Your task — The records below are to be retyped in full, without any alteration.

Segment Start: Available data

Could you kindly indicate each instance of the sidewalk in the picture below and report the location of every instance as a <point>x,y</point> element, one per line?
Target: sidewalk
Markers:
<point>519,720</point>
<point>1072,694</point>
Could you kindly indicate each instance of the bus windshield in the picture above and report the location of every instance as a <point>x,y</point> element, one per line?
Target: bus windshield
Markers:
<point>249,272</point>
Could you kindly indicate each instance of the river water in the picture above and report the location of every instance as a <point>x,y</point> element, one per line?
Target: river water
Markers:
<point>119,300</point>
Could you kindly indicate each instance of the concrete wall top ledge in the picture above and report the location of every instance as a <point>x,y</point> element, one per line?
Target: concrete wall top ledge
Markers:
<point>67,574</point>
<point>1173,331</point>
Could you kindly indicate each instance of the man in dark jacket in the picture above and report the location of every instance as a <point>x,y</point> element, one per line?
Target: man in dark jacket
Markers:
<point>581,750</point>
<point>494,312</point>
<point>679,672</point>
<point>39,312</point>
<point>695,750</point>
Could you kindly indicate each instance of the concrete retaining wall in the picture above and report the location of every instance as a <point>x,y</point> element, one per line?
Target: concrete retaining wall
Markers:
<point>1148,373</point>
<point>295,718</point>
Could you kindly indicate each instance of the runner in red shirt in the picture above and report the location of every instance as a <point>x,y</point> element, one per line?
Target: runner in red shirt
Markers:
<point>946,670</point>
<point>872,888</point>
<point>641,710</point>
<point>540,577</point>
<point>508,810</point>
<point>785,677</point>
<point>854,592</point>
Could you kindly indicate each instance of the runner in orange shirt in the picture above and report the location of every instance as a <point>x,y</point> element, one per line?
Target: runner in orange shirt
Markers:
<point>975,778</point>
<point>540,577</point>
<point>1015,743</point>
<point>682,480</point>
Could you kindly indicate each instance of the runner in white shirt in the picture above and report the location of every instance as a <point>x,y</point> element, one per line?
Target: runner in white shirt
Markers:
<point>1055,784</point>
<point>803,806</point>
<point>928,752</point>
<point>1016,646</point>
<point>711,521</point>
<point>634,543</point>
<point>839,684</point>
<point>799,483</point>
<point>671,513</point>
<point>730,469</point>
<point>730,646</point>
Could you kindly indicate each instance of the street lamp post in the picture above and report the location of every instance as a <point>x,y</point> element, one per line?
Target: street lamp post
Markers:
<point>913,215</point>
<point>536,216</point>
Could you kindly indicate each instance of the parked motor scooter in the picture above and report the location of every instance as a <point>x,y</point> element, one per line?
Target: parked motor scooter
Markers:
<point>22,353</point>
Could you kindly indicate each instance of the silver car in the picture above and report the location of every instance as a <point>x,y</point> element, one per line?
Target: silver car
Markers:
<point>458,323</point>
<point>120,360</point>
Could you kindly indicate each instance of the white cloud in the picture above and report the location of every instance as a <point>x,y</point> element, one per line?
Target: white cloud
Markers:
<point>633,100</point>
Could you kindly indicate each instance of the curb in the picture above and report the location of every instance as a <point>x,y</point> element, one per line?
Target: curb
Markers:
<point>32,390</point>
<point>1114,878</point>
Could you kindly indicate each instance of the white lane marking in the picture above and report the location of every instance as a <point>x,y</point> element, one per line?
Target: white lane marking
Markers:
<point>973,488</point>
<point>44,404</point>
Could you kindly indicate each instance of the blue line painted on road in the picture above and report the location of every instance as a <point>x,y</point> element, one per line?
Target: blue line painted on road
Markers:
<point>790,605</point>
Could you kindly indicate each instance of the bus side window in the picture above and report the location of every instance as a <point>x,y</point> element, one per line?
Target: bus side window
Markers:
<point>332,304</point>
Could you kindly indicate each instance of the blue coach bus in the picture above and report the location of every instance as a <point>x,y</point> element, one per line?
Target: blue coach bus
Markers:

Segment End: Available data

Written solution —
Could you kindly indicate each instance of the sidewalk in the picture below and report the location of every instance as a <point>x,y</point> element, one per line?
Target: sidewalk
Markers:
<point>519,720</point>
<point>1072,694</point>
Could you kindly indicate each instance of the bus windshield in the picture above and report the location of every instance as a <point>x,y</point> element, one per line?
Target: bus windshield
Markers:
<point>249,272</point>
Could you kindly indicate each instance of the river water in the picture above and report the location of every instance as a <point>x,y</point> element, one per line?
Target: river water
Markers:
<point>119,300</point>
Could you kindly indicate each instance of the concrete wall top ledge in the picture above and report the location of every instance as a <point>x,y</point> element, one per line?
Target: concrete wall top ledge
Markers:
<point>67,574</point>
<point>1173,331</point>
Could you kindly indicate each instance of the man in dark jacket in the picture above and report the location of every instance as a <point>x,y</point> element, one per line?
Target: man in dark jacket
Markers:
<point>581,750</point>
<point>494,312</point>
<point>679,672</point>
<point>39,312</point>
<point>695,750</point>
Could you kindly indicate each instance of the concrete retaining wall in the picture above and report the location of every instance as a <point>x,y</point> element, one per line?
Target: concrete retaining wall
Markers:
<point>1148,373</point>
<point>295,718</point>
Could you kindly indicate each instance of the runner in red shirt in the picture above and report the location of every instance as a <point>x,y</point> element, one per line?
Target: runner in red shirt
Markers:
<point>946,670</point>
<point>872,888</point>
<point>641,710</point>
<point>540,577</point>
<point>508,810</point>
<point>785,677</point>
<point>854,592</point>
Could you kindly indicate each instance of the runner in orange shirt in the picture above and report the location of every instance as a <point>x,y</point> element, one per line?
Target: runner in orange shirt
Markers:
<point>975,778</point>
<point>540,577</point>
<point>1015,743</point>
<point>682,480</point>
Could you kindly indicate each instance of the runner in white shirt in the picture above and report the location of every instance as a <point>x,y</point> element, one per line?
Target: runner in white shirt
Markers:
<point>1055,784</point>
<point>803,806</point>
<point>928,752</point>
<point>1016,646</point>
<point>711,521</point>
<point>634,543</point>
<point>839,684</point>
<point>799,483</point>
<point>671,513</point>
<point>730,469</point>
<point>730,646</point>
Could you kindly indicate each instance of the street lamp post in the picture above and report the location of every instance as a <point>x,y</point> element, one per line?
Target: street lamp post
Markers:
<point>913,215</point>
<point>536,216</point>
Could you kindly indicate each instance of the parked motor scooter in the picture above and report the location of every instance as a <point>x,y</point> element, one per line?
Target: parked motor scooter
Markers:
<point>22,353</point>
Could you kindly indicate each instance of the silver car in the picture above and report the location of every instance as a <point>x,y</point> element, one per line?
Target: silver car
Markers:
<point>458,323</point>
<point>120,360</point>
Could you kindly indicate each instance of the white cloud in the picture above and report the location of every instance as a <point>x,y</point> element, one per line?
Target: white cloud
Markers:
<point>633,100</point>
Could you kindly indicate each instance of the curb in the picture above and report the location of every instance as a <point>x,y</point> element, one per line?
Target: curb
Markers:
<point>32,390</point>
<point>1114,878</point>
Could you kindly indicate each instance of the white lane marking in the picture above and report the location of every instance as a <point>x,y</point> element, one per line?
Target: white lane marking
Markers:
<point>973,488</point>
<point>44,404</point>
Could you kindly indicate each instance of the blue line painted on road in the picture above and report the location of every instance as a <point>x,y</point> element, one per line?
Target: blue line painted on road
Markers:
<point>790,605</point>
Could you kindly indicate each instance of the bus side window in the picture above and report the location of every instance as a <point>x,y</point> element, one per line?
Target: bus side window
Markers:
<point>332,304</point>
Could you kindly indicate each instance of the blue coach bus in the picture above and report the location of every instance as a <point>x,y</point> element, one per line?
Target: blue coach bus
Markers:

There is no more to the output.